**Your instructions**
Copy the passage about the Stephensons, beginning at the words "Stephensons were offered" and stopping after "of his life.". Swap every "Harry" in it for "Henry".

**Passage to read**
Stephensons were offered £1,000 in 1926 to terminate the lease for the Piccadilly shop, and they accepted. This was to make way for the newly formed BBC that wished to situate a local broadcasting station in the same building. This year also saw some unrest with the eight-day general strike brought about by miner's who were protesting a decrease in wages and increase in working hours.

Between 1927 and 1930 there were more tensions between brothers, with Harry being suspicious of Geoff's spending. This resulted in Harry stepping down as Chairman, with Reggie taking his place. He remained as a Director, however, and continued to express his concerns over Geoff. In 1930, Geoff was dismissed due to misappropriation of funds, and he moved to Montreal, Canada, where he remained for the rest of his life.

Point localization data
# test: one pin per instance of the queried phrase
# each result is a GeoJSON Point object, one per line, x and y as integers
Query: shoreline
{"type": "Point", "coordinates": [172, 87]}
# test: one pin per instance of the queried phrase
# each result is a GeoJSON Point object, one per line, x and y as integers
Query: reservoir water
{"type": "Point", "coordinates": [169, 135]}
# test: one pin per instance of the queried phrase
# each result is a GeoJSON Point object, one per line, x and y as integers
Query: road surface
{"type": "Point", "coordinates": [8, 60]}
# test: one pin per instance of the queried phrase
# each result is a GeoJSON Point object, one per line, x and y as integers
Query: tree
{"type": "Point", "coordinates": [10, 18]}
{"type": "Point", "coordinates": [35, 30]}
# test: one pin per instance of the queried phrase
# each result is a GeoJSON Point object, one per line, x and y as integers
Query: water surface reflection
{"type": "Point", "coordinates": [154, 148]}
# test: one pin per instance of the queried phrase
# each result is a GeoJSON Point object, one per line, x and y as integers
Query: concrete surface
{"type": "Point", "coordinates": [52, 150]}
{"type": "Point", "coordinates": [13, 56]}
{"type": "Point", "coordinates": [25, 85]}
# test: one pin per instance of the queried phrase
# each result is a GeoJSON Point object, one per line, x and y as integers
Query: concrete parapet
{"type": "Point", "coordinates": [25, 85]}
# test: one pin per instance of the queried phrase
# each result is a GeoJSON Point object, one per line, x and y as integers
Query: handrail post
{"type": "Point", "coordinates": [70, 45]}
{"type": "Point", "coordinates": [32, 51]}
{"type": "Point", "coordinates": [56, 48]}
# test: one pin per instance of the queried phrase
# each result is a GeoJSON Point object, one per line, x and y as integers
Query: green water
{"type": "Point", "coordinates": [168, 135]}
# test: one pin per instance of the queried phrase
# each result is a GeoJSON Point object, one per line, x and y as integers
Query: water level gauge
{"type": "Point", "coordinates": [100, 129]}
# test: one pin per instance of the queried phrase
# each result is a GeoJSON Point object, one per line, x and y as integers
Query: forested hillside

**Solution to this task**
Stephensons were offered £1,000 in 1926 to terminate the lease for the Piccadilly shop, and they accepted. This was to make way for the newly formed BBC that wished to situate a local broadcasting station in the same building. This year also saw some unrest with the eight-day general strike brought about by miner's who were protesting a decrease in wages and increase in working hours.

Between 1927 and 1930 there were more tensions between brothers, with Henry being suspicious of Geoff's spending. This resulted in Henry stepping down as Chairman, with Reggie taking his place. He remained as a Director, however, and continued to express his concerns over Geoff. In 1930, Geoff was dismissed due to misappropriation of funds, and he moved to Montreal, Canada, where he remained for the rest of his life.